Using the records that follow, copy every line containing the word "target".

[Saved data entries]
● ● ● ● ●

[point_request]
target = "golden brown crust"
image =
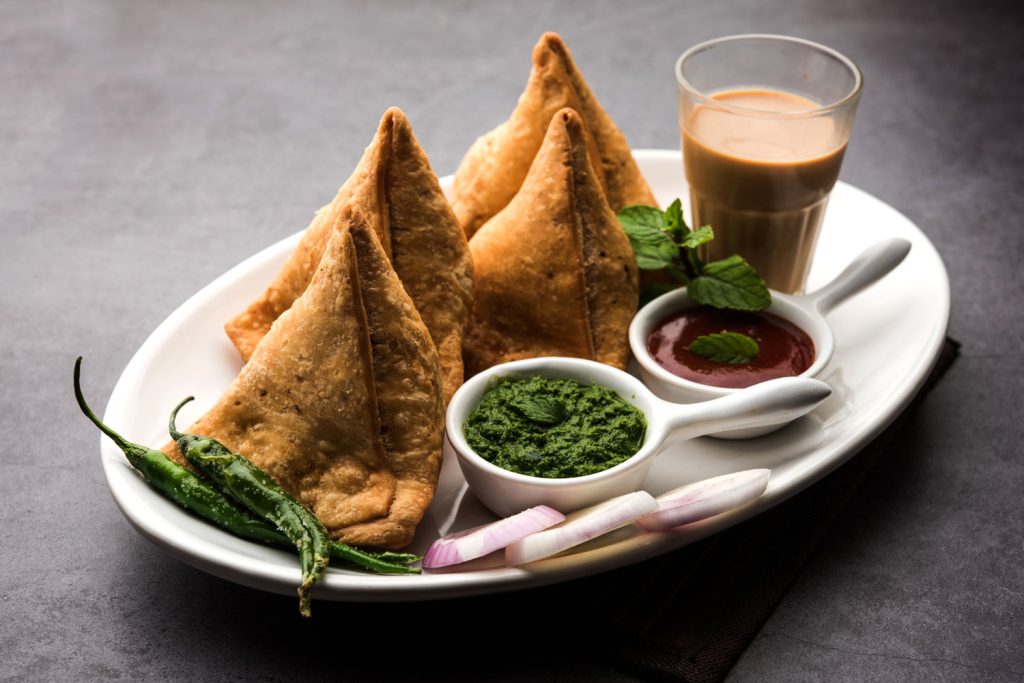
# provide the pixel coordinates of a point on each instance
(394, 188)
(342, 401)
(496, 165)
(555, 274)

● ● ● ● ●

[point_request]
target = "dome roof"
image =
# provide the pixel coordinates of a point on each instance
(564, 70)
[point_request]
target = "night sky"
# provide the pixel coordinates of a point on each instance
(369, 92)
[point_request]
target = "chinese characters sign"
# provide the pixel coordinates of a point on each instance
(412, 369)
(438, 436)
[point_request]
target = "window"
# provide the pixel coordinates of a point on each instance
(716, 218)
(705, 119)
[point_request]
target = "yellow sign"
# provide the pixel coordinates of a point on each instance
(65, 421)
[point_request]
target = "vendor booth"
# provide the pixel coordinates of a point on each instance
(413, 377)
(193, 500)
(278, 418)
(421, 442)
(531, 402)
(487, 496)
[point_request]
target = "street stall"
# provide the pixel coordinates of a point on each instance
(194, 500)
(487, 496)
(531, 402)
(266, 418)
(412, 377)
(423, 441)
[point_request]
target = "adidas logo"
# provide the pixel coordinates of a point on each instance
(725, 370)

● ● ● ● ●

* **Output of the exercise**:
target = "golden brown crust"
target = "dome roof"
target = "night sky"
target = "chinese characters sign"
target = "window"
target = "yellow sign"
target = "vendor booth"
target = "street stall"
target = "adidas logo"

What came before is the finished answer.